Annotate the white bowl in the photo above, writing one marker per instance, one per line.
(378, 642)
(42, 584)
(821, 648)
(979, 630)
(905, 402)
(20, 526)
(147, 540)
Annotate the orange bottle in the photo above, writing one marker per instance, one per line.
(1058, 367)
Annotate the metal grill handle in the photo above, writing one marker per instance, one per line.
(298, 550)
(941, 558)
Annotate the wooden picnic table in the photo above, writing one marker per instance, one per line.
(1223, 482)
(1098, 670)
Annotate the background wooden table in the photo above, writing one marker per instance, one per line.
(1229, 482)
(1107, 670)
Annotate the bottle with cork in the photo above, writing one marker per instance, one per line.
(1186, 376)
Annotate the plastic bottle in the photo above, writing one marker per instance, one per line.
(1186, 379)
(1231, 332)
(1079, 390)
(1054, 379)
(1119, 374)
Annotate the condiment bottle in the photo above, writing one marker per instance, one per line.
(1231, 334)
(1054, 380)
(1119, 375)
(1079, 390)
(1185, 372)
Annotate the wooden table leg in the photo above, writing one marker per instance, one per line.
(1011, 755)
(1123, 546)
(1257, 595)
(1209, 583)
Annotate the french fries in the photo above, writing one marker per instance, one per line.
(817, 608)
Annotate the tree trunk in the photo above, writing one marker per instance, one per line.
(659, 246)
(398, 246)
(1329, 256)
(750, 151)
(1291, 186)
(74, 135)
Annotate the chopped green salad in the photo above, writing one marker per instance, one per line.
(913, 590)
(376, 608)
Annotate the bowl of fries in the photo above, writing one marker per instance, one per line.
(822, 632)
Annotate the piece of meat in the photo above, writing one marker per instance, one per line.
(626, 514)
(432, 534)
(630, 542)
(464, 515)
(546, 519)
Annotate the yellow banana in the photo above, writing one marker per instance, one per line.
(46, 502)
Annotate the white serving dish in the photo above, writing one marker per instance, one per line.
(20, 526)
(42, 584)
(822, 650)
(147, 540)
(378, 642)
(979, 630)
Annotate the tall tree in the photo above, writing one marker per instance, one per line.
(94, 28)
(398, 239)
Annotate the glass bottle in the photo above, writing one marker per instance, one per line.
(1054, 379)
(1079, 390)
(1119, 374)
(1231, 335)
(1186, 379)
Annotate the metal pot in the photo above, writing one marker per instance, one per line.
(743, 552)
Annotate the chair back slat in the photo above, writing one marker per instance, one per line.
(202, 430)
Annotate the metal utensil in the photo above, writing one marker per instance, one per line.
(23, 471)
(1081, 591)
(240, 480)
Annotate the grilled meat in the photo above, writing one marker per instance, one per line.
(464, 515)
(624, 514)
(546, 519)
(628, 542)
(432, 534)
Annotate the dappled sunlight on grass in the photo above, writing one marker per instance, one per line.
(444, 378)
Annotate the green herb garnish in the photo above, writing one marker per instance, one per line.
____
Retype every line above with nothing changed.

▶ [Task result]:
Annotate the white bowl in the photo above, writing one marker per instance, one per line.
(378, 642)
(42, 584)
(821, 648)
(979, 630)
(905, 402)
(20, 526)
(147, 540)
Annotate the orange bottle in the photo above, writing one marker per instance, one per line.
(1058, 367)
Annotate the metal grill handle in the photo above, writing one marker per instance, one per line.
(298, 550)
(941, 558)
Annotate the wooden picnic table in the photo above, writing one marker per instance, one per line.
(1223, 482)
(1098, 670)
Annotate the background wooden table in the photo above, writing one marker per instance, one per line.
(1229, 482)
(1107, 670)
Annotate the bottle with cork in the photo above, writing one marker per instance, one per line.
(1186, 376)
Annotate the plastic bottle in the photo above, writing one marker per instance, one per line.
(1186, 379)
(1231, 332)
(1079, 390)
(1054, 379)
(1119, 374)
Annotate the condiment bottle in the photo above, writing one marker per instance, one per line.
(1231, 334)
(1054, 380)
(1119, 375)
(1079, 390)
(1185, 372)
Annotate the wooden table leg in the photo above, writing one marker per instance, one per line.
(1011, 755)
(1123, 546)
(1257, 595)
(1209, 583)
Annotate the french fries in the photo above, writing one marker per instance, one per line.
(817, 608)
Annotate the tree trunk in the photo above, writing one marker per instance, one per line.
(659, 246)
(398, 246)
(1329, 256)
(750, 151)
(1291, 186)
(74, 135)
Annotate the chopped green salad in the photo above, writing one marker per instance, one per line.
(913, 590)
(376, 608)
Annotate the bowl of fries in the photo above, writing one marker per instance, one per line.
(822, 632)
Annotate the piece of meat in the photo above, writing one marker per instance, one per line.
(626, 514)
(432, 534)
(630, 542)
(464, 515)
(546, 519)
Annotate the yellow banana in the photo above, writing one marker per instance, one per line.
(46, 502)
Annotate the white serving dish in the photo above, writing one marker per instance, one per line.
(20, 526)
(42, 584)
(822, 650)
(147, 540)
(378, 642)
(979, 630)
Annotate the tall tree in the photo above, writing one marker per instance, one per line.
(94, 28)
(398, 239)
Annotate the glass bottle in the photo above, writing one marker per instance, one per line.
(1054, 379)
(1079, 390)
(1119, 374)
(1231, 335)
(1186, 379)
Annotate the metal pot in the photo above, writing one marker per instance, one per line.
(743, 552)
Annotate the chair back slat in the photo above, writing one marker per instance, one per line.
(202, 430)
Annotate the metal utensil in the photo above, writing one marker per instance, one per line.
(23, 471)
(1081, 591)
(240, 480)
Annotate the grilled meat in the photo above, writing one marker per instance, one per line.
(464, 515)
(624, 514)
(546, 519)
(628, 542)
(432, 534)
Annotate the dappled sunlight on grass in the photo above, writing one marker per instance, one per line.
(444, 378)
Annotate the green herb garnish in the photo above, writing one marker per instance, one per line.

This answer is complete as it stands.